## Source
Managers may price using intuitive or technocratic decision-making styles. A technocratic approach relies on quantitative analysis and optimisation, and typically involves a compensatory method of evaluation. Compensatory evaluation allows one attribute to compensate for another attribute. For example, a manager may price a product at a lower price to compensate for its lower quality. Intuitive decision-making relies on consumer heuristics, defined as cognitive processes of fast decision-making, which occur by limiting the amount of information analysed.

Economic concepts such as competitive advantage, market segmentation, and price discrimination are relevant to pricing strategy. In order to set a price that drives sales and firm performance, managers must understand the economic environment in which they are operating.

Price Discrimination 

Price discrimination involves selling the same good at different prices to different consumer segments. Consumer segments are separated by a significant variation in the amount they are willing to pay. In order for price discrimination to occur, organisations must be able to separate customer segments so that consumers are not aware of price differences.

Consumer decision making (Biases and Theories) 

In order to successfully make organisational decisions, management must have an understanding of consumer behaviour and decision-making. Consumer behaviour relates to buying, using and selling goods, services, time and ideas by decision-making units.

Rational Choice Theory 

Rational Choice Theory is a decision-making theory, also known as the law-and-economics theory, which applies the assumption that people will try and maximise their outcomes, have well-defined preferences and are consistently rational decision-makers. This theory develops on the Economic Man Theory, which assumed that people respond to stimuli (external factors) to generate a response (outcome). Rational Choice Theory builds on this theory by understanding that the consumer is an information processing decision-maker, however it fails to incorporate psychological literature and empirical findings on the psychology of human-behaviour.

Rational Choice Theory makes the following assumptions:

 Objective criteria exist to enable a consumer to determine rational choices from irrational choices.
 Organisations and Consumers have negligible behavioural differences.
 Consumers make decisions based on conscious consideration of factors.
 Consumers make decisions using rational considerations.
 Consumers decide from a stable set of preferences.
 Consumers aim to maximise their circumstances.
 In maximising their circumstances, consumers perform a risk assessment.
 Satisfaction is easily assessable.

These assumptions do not account for circumstances of human error where consumers misinterpret information, or only consider portions of relevant information. The assumption of rational choice theory that when provided with all the required information, consumers will make a rational decision is limited.

## Dataset records
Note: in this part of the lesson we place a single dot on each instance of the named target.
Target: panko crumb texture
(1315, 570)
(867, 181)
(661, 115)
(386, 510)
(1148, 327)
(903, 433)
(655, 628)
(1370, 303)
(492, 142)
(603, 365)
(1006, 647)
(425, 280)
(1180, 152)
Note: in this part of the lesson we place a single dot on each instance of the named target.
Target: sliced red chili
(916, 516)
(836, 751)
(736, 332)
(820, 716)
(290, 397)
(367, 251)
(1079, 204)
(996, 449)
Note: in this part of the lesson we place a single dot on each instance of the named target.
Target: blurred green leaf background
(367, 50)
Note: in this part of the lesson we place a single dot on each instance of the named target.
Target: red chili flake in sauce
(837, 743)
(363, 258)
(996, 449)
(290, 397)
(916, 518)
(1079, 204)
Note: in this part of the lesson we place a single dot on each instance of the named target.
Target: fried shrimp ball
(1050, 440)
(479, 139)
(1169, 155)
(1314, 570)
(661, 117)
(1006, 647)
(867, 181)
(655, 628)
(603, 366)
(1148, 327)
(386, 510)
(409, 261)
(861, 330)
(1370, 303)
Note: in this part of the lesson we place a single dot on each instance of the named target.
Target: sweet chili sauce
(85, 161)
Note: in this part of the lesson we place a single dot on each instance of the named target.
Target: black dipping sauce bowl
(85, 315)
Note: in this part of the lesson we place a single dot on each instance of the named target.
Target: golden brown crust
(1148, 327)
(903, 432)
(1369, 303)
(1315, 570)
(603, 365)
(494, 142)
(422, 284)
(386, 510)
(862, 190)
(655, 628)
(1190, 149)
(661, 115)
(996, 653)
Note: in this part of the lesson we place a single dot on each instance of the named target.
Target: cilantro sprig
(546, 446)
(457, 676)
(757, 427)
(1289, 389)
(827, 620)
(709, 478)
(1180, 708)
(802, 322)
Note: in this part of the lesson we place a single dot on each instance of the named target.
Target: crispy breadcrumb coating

## Exercise tasks
[a] Set down the stretch of the pricing text from "Objective criteria exist" through "consideration of factors.", word for word.
[b] Report each line of the rows that contains the string "chili". Case counts.

## Answer set
[a]
Objective criteria exist to enable a consumer to determine rational choices from irrational choices.
 Organisations and Consumers have negligible behavioural differences.
 Consumers make decisions based on conscious consideration of factors.

[b]
Target: sliced red chili
Target: red chili flake in sauce
Target: sweet chili sauce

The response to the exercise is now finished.